#### [Goal a]
In the Scratch N' Sniff quotes, how long does Pilot say he and Crichton have known each other?

3.13 Scratch N' Sniff
|July 21, 2001
Protesting an enforced vacation from Moya, John tries to tell Pilot about the subsequent kidnapping, sex, drugs and extraterrestrial violence the quartet encounters on a so-called peaceful planet.
Crichton: I can't believe you pissed him off.
D'Argo: I didn't piss him off, you pissed him off.
Crichton: You did!
Tralk: Can you handle some girls looking to party?
D'Argo: I am a full-blooded Luxan -- and ladies, I have so much cash in my pockets that I can assure you that all three of us will be out of here on our hands and knees come sunrise tomorrow morning. And I've been arrested for saying exactly the same thing on four different planets.
Crichton: Um, D'Argo? You're gonna kill her.
D'Argo: At the moment, I do not have a problem with that.
Crichton: It's a weird universe, man; you don't know that because you spend all of your time indoors!
Crichton: Harvey shows up now and then to give me bad advice.
Raxil: Two guns? I mean, I thought you were the great Crichton and D'Argo! I mean, you blew up a shadow depository! I mean I thought you'd bring pleshfer charges and a plasma gun and a really big gun ship! But no, you bring nothing! Two little weapons that wouldn't kill a negnek!
D'Argo: You... have heard of us?
Raxil: Please don't hit me, please don't hit me!
Raxil: All right, you can hit me just once, just once!
Crichton: How long have we known each other?
Pilot: Approximately two and a half long cycles.
Pilot: And why does he not look that way now?
Crichton: .... Metabolism?
Crichton: Does this guy just scream 'Vegas' or what?
Chiana: How's your neck?
Crichton: It's fine. I don't mind sticking it out for you.
Chiana: carefully removes ocular You don't want these broken.
Crichton: You okay?
Crichton: Good. She takes off Weird.
Chiana: Sad thing is, he's gonna die happy.
Crichton: You know, your eally should get out more. These things do happen.
D'Argo: What he didn't believe you?
D'Argo: Then what was that thing about a slim duck?
Crichton: Slam dunk.
D'Argo: Whatever, it doesn't matter. He's throwing us off Moya!
Crichton: Yeah, well, you want to give it a go?
D'Argo: looks at Pilot
Crichton: See? I did my best.
D'Argo: Your best was to blow it.
Crichton: I did. My best.
D'Argo: Well, you blew it!
Crichton: D'Argo, he's kicking us off Moya because we argue.
D'Argo: He's kicking us off Moya because you argue!
The fight degenerates from there...
Crichton: What, you're a girl, I'm gonna to open the door for you? open the door!
D'Argo: I'm older than you, show some respect!

#### [Goal b]
Gather every line of the rows below that contains the string "grassy", matching case exactly.

#### [Records for the task]
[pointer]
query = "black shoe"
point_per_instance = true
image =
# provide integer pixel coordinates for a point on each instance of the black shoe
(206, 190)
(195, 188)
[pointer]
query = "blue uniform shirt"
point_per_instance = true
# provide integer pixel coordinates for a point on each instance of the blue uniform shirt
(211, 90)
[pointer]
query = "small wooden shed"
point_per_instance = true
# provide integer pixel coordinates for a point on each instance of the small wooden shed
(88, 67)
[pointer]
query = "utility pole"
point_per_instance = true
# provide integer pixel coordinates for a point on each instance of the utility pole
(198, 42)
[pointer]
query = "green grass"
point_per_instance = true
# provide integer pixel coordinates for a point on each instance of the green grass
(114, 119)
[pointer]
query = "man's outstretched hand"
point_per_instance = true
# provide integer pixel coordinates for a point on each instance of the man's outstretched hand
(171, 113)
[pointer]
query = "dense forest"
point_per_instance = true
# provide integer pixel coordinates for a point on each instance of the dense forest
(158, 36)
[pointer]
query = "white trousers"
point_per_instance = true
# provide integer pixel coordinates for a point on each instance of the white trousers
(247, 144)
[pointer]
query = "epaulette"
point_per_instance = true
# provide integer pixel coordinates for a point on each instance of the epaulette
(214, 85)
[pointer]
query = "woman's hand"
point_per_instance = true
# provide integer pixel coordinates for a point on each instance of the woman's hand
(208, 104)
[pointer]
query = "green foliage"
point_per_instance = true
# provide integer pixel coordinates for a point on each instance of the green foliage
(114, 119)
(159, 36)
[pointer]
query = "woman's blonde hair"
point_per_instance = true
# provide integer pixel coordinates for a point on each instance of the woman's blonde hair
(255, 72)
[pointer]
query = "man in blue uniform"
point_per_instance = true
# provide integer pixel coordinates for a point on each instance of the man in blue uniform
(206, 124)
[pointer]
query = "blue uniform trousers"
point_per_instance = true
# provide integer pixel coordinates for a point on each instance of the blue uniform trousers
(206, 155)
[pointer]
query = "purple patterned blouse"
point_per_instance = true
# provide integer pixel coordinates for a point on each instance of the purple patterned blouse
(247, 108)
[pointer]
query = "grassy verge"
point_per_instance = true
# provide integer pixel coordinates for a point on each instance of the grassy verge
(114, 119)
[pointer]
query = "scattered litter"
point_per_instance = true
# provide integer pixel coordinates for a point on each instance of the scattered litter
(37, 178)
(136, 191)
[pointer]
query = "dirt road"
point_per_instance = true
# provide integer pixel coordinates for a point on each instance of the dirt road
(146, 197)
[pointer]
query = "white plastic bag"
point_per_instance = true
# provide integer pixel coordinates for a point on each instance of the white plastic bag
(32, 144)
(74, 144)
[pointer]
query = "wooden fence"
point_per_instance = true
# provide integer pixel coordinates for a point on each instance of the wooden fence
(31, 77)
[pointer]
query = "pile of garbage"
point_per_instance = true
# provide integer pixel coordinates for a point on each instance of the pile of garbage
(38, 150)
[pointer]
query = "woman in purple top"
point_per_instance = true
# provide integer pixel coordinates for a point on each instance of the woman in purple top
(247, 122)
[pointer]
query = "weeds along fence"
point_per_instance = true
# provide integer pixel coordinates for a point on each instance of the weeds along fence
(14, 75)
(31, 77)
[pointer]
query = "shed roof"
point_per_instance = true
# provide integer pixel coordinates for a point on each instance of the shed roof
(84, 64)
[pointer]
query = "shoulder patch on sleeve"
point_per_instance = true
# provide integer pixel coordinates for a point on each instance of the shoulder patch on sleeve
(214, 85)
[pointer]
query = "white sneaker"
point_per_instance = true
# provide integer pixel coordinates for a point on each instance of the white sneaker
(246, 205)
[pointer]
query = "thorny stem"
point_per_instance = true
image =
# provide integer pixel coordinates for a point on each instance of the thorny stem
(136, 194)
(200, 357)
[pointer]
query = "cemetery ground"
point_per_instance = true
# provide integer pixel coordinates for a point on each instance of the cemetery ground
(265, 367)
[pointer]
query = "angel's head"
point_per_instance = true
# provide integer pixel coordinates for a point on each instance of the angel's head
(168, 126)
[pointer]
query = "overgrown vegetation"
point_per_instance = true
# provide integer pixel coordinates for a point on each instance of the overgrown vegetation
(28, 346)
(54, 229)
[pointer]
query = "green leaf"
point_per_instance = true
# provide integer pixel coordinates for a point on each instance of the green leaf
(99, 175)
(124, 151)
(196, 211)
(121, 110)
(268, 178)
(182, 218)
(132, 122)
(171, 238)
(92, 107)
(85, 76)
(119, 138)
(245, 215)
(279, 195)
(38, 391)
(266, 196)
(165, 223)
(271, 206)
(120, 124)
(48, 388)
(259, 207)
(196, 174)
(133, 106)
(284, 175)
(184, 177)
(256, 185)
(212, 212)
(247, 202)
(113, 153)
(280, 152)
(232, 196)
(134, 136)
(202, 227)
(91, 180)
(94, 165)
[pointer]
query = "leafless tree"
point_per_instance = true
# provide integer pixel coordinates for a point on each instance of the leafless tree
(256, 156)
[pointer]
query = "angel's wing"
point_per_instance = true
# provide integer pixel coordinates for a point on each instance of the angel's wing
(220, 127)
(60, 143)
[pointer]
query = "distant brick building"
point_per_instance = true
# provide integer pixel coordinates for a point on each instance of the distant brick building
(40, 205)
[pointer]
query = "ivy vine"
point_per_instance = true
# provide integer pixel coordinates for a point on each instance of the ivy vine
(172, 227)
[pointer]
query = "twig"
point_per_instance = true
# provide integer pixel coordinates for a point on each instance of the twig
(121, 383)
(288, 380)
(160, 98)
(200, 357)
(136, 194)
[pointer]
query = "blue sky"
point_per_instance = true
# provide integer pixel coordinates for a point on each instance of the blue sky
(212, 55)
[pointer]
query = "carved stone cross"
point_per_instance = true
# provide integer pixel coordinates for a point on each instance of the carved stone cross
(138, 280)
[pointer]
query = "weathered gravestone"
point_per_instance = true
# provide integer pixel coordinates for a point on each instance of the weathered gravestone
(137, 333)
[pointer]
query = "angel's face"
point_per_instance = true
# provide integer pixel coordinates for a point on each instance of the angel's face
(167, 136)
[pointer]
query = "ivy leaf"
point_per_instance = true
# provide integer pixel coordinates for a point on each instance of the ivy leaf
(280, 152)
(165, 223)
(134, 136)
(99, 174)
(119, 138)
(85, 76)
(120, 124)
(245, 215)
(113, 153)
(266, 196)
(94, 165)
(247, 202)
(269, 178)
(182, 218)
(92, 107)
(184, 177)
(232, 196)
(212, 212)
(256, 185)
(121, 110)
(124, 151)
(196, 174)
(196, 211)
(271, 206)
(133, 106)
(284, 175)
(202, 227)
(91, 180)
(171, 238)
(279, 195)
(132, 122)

#### [Task answer a]
Approximately two and a half long cycles.

#### [Task answer b]
query = "grassy verge"
# provide integer pixel coordinates for a point on each instance of the grassy verge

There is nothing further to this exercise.